DÉFI -> Reproduisez à l'identique le passage de la critique du roman « Haine » qui va de « C’est à une » à « l’horreur du Bataclan. ».

DOCUMENT ->
......
Pour célébrer les quarante ans de sa maison d’édition, Anne-marie Métailié avait demandé à José Manuel Fajardo, auteur notamment de “Lettre du bout du monde”, de la gratifier d ‘un nouvel écrit. Il s’est plié à la demande un peu tardivement mais c’est un moindre mal car nous pouvons aujourd’hui profiter de “Haine”, qui, en une centaine de pages choc et très troublantes permet de découvrir un auteur espagnol d’envergure.

“La haine que nous voyons se déchaîner sur les réseaux sociaux n’a rien de neuf, elle utilise juste de nouveaux canaux techniques.”

C’est à une invitation aux tréfonds du mal que nous convie Fajardo dans une histoire en deux lieux et deux temps. La première raconte l’histoire de Jack Wildwood, un fabricant de cannes de luxe à Soho, un quartier mal famé de Londres à la fin du XIXème siècle. La seconde suit Harcha, jeune de la banlieue parisienne, qui ne trouve pas sa place dans la société, quelques semaines avant l’horreur du Bataclan.

Ces deux histoires très dérangeantes sont reliées à travers les années par un objet symbolique montrant en conclusion que quelles que soient les motivations de la haine, personnelle ou idéologique, auto entretenue ou embrigadée, elle naît de la frustration, du sentiment d’exclusion et que ses conséquences sont les mêmes de tous temps.
......
ENREGISTREMENTS STOCKÉS ->
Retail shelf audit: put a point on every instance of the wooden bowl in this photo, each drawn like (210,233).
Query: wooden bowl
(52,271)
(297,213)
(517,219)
......
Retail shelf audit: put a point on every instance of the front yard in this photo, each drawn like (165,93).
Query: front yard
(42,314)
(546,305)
......
RÉPONSE RÉDIGÉE ->
C’est à une invitation aux tréfonds du mal que nous convie Fajardo dans une histoire en deux lieux et deux temps. La première raconte l’histoire de Jack Wildwood, un fabricant de cannes de luxe à Soho, un quartier mal famé de Londres à la fin du XIXème siècle. La seconde suit Harcha, jeune de la banlieue parisienne, qui ne trouve pas sa place dans la société, quelques semaines avant l’horreur du Bataclan.